* PROBLEM TO WORK ON: Count the lines in the items below that contain the word "player". Reply with that number alone.

### MATERIALS PROVIDED

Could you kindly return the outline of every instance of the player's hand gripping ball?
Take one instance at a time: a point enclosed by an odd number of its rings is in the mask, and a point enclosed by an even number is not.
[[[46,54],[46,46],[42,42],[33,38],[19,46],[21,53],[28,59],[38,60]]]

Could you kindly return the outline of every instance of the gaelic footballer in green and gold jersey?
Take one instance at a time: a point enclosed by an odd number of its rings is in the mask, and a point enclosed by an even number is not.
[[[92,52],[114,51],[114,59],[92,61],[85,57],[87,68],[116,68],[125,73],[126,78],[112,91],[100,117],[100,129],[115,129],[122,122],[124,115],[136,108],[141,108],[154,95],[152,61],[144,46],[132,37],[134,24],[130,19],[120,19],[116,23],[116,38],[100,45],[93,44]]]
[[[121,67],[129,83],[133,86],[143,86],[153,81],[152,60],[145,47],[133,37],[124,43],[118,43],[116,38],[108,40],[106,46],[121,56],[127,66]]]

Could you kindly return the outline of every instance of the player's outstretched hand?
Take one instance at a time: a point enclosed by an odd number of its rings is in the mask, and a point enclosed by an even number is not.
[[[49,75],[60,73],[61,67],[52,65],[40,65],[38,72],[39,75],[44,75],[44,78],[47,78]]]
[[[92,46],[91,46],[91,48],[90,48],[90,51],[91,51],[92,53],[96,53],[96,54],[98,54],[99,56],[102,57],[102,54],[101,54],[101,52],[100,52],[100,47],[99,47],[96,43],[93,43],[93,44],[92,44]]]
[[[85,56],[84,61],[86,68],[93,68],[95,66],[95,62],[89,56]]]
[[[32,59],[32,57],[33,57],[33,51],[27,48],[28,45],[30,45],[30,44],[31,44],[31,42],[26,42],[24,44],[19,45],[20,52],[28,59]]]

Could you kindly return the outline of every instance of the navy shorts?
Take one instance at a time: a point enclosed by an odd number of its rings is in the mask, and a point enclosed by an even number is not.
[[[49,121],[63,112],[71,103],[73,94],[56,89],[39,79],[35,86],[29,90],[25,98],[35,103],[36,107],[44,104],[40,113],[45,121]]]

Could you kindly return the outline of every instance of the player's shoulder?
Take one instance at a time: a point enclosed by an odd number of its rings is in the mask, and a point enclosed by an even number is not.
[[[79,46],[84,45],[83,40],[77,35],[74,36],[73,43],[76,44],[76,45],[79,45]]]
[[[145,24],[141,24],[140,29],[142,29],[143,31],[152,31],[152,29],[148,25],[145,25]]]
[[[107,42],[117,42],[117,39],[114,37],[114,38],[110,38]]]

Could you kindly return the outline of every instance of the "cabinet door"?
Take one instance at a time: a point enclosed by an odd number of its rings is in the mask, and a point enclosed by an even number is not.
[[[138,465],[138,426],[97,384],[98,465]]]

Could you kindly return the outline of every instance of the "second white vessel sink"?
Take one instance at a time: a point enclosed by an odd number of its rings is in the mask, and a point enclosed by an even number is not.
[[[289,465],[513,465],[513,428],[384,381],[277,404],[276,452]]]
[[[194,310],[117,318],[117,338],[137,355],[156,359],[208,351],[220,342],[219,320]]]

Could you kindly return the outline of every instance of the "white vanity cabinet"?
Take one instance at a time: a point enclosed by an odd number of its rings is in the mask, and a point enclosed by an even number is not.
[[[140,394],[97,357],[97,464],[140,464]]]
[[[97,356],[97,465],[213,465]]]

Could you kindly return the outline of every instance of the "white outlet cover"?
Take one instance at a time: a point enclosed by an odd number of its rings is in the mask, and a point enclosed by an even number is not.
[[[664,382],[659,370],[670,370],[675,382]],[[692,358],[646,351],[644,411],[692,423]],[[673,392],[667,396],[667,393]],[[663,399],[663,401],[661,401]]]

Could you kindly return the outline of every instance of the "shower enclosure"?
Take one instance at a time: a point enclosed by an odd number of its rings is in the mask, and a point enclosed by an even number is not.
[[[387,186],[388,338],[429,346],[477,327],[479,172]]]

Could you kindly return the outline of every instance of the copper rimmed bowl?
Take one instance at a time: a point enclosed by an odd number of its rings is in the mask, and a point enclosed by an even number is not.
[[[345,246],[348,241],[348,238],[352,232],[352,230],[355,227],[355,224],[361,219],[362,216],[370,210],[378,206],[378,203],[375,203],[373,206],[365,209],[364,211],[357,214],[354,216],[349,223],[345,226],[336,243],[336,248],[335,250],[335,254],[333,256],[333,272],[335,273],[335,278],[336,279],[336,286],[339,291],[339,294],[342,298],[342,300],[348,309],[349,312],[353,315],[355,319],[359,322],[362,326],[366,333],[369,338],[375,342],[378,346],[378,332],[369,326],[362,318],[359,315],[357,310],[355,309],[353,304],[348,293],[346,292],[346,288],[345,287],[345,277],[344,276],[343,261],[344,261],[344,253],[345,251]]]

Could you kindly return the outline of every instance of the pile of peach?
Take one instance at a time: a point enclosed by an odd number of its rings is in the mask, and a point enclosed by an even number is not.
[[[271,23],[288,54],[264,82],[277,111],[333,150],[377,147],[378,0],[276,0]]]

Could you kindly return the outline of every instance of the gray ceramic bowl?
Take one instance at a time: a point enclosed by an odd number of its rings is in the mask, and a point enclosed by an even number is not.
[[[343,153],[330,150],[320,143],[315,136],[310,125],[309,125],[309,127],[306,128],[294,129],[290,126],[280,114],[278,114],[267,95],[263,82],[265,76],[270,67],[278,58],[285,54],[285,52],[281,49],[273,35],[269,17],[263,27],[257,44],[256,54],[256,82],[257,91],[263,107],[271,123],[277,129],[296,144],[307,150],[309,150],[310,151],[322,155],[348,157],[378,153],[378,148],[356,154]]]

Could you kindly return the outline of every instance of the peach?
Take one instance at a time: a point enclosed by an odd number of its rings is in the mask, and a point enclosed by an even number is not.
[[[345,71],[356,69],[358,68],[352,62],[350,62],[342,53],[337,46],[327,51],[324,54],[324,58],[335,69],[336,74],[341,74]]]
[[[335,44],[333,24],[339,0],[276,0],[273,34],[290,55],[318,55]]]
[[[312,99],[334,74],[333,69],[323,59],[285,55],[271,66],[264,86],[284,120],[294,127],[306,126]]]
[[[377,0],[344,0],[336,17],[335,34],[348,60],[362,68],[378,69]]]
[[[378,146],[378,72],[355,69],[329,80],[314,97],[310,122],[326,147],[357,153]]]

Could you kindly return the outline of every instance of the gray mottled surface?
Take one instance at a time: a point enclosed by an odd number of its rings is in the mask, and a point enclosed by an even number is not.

######

* ANSWER TO THIS PROBLEM: 3